* Given request
Copy each line of the records below word for word, leaving out the pictures.

### Exercise data

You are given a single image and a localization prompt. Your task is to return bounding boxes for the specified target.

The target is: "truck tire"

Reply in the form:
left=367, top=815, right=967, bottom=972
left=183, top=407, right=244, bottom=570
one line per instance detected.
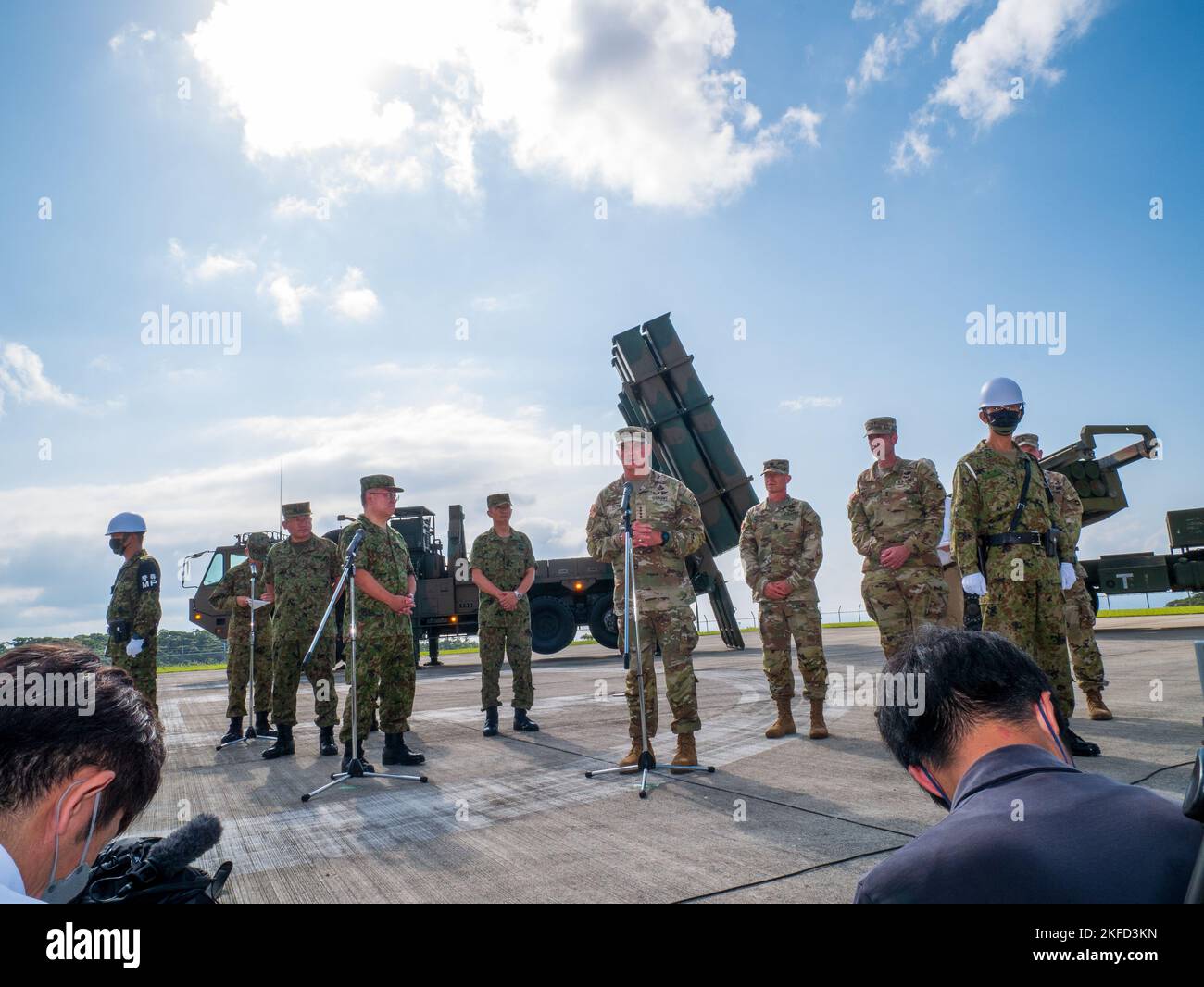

######

* Problem solution
You are given a single image and a localization prompt. Your task is to return bounding boxes for the specified target.

The target is: "truck tire"

Reply in the form:
left=367, top=815, right=967, bottom=972
left=183, top=407, right=244, bottom=570
one line per instance detected.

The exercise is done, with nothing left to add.